• Yazılı talep 1
Aşağıdaki (a), (b) ve (c) ifadelerinin verilen metinle uyuşup uyuşmadığını belirt. Her biri için evet ya da hayır de ve buna karar veren sözleri metinden aynen aktar.
(a) Metne göre bu tür sözlerle büyüyen çocukların neslinin tükenmesi Batı'da daha erken bir döneme denk geliyor.
(b) Metne göre bu dönemin ebeveynleri günlük, aylık ve yıllık planlarını çocuk eksenli oluşturuyor.
(c) Metne göre son on-on beş yılın anneleri, çocuklarının seçimlerini ve davranışlarını sıkı biçimde sınırlıyor.
• Yazılı talep 2
Satırlarda "target: <item>twig</item>" içeren satırdan başla ve satırların sonuna kadar devam et. Bu kısmı, her satır için bir dize olacak ve boş satırlar atlanacak şekilde bir JSON dize listesi olarak ver; resimleri yanıta dahil etme.

• Verilen metin
§ §
30 Nisan 2014 Çarşamba

BÜYÜĞE SAYGI MI?

Büyüğe saygı mı? O da ne?

 Sare Şanlı

Bana kalırsa “büyüklerin yanında böyle davranılmaz, büyüklerin sözü kesilmez, büyükler söylediği zaman itiraz edilmez, yapılır” gibi sözlerle büyüyen çocukların nesli ülkemizde de tükenmeye başladı.(Batı’da tükenmesi çok daha erken bir döneme tekabül ediyor.) Son on-on beş yılın annelerinde belirgin bir şekilde göze çarpan yaklaşım, çocuğu seçimlerinde ve davranışlarında mümkün olduğunca özgür bırakmak. Daha ileri gidelim, bu dönemin ebeveynleri evlerini çocuklarına göre dizayn ediyor, günlük aylık, yıllık planlarını çocuk eksenli oluşturuyor. Çocuklarının sevdiği ailelerle görüşüyor, onların istediği yerlere gidiyorlar. Eskilerin çocuğu bir birey olarak kabul etmeme hatası bugün çocuğu ‘sözü geçen tek birey’ olarak konumlandırma hatasına dönüşüyor.
§ §
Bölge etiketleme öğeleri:
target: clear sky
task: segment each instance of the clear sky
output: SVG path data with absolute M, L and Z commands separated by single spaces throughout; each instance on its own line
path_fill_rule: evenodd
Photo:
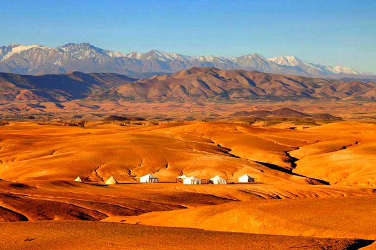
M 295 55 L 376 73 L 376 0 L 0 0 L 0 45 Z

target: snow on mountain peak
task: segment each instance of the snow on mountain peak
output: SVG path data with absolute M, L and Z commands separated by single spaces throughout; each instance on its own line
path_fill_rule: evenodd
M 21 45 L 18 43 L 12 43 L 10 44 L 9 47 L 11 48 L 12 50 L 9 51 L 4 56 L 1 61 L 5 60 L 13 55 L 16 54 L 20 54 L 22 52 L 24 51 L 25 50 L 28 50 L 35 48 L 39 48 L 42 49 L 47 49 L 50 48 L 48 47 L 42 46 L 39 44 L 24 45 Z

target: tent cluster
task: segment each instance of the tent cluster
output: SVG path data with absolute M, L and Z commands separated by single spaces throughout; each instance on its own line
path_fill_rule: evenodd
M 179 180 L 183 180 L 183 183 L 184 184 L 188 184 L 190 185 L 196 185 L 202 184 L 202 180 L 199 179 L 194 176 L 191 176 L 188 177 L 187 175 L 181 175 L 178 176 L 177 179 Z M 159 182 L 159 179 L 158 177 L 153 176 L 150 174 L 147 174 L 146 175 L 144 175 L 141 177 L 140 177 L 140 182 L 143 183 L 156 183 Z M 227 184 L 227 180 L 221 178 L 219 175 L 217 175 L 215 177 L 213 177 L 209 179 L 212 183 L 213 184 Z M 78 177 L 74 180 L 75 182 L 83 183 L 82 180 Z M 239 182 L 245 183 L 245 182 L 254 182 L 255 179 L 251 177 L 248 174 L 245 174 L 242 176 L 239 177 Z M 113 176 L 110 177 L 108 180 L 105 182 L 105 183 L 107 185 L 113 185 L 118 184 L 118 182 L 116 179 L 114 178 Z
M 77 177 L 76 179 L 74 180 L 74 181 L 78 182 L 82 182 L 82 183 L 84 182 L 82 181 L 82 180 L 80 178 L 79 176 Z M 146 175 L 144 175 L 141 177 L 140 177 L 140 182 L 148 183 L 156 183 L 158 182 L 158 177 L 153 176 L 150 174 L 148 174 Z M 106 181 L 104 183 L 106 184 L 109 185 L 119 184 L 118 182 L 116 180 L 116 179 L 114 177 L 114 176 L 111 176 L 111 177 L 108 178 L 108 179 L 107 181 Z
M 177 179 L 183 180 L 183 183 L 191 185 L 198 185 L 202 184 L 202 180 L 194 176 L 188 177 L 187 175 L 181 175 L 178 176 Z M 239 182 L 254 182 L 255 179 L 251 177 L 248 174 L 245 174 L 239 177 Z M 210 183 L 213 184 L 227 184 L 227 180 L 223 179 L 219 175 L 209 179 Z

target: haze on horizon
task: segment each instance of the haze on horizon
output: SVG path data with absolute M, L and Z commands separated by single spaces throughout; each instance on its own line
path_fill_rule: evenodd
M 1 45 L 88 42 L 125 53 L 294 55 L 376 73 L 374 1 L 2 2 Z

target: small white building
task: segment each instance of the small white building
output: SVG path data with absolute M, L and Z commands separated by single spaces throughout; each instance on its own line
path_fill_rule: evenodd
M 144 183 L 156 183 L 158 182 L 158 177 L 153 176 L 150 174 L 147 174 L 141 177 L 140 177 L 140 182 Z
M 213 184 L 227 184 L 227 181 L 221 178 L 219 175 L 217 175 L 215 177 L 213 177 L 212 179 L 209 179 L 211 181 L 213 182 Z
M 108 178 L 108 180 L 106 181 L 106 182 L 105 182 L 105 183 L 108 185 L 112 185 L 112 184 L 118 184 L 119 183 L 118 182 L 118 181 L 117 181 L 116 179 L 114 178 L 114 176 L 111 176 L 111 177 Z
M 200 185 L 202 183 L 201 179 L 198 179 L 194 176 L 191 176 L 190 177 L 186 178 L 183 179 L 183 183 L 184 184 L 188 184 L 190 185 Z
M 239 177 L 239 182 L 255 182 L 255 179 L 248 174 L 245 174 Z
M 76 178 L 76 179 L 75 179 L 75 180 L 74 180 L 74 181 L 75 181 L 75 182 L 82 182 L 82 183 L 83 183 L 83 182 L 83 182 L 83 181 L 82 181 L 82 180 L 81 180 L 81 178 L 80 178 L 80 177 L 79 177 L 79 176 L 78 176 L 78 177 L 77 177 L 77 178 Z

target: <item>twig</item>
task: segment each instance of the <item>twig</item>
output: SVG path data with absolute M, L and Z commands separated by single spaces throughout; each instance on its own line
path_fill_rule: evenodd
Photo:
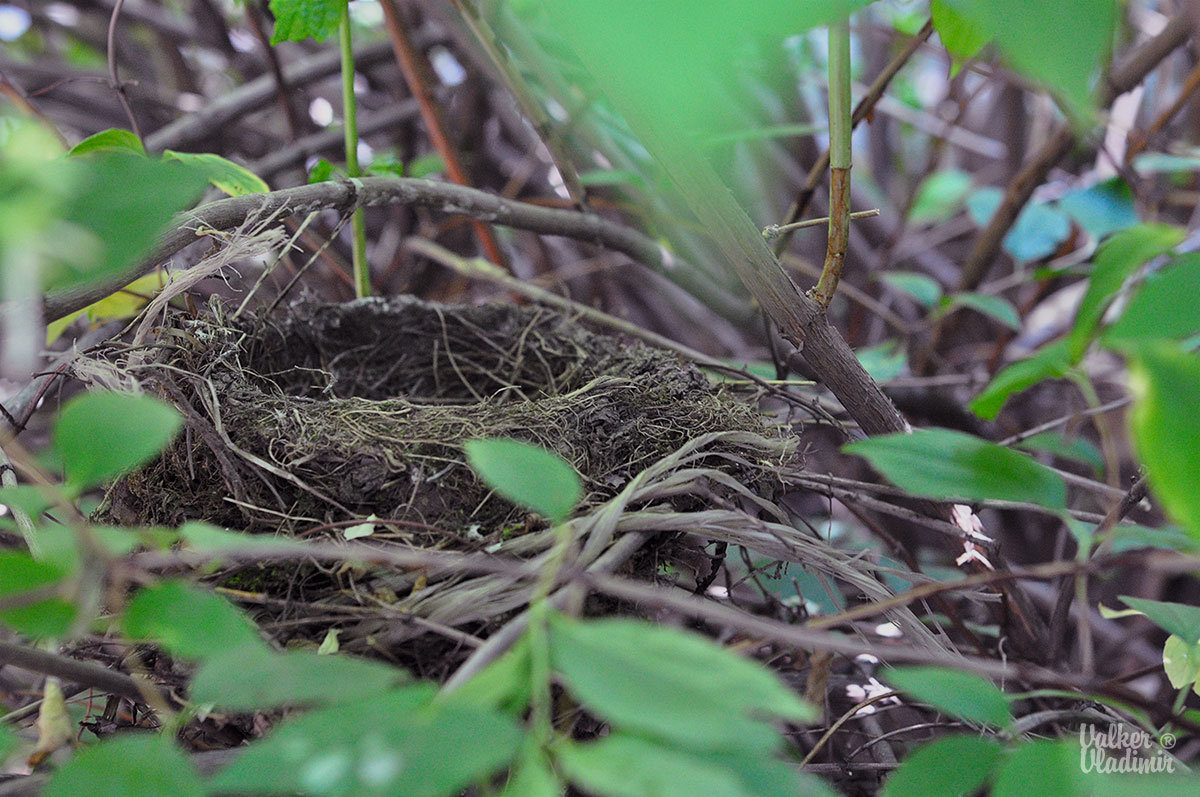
§ §
• Alıştırma sonucu 1
(a) Evet: "Batı’da tükenmesi çok daha erken bir döneme tekabül ediyor."
(b) Evet: "günlük aylık, yıllık planlarını çocuk eksenli oluşturuyor"
(c) Hayır: "çocuğu seçimlerinde ve davranışlarında mümkün olduğunca özgür bırakmak"

• Alıştırma sonucu 2
[
  "target: <item>twig</item>",
  "task: segment each instance of the <item>twig</item>",
  "output: SVG path data with absolute M, L and Z commands separated by single spaces throughout; each instance on its own line",
  "path_fill_rule: evenodd",
  "Photo:"
]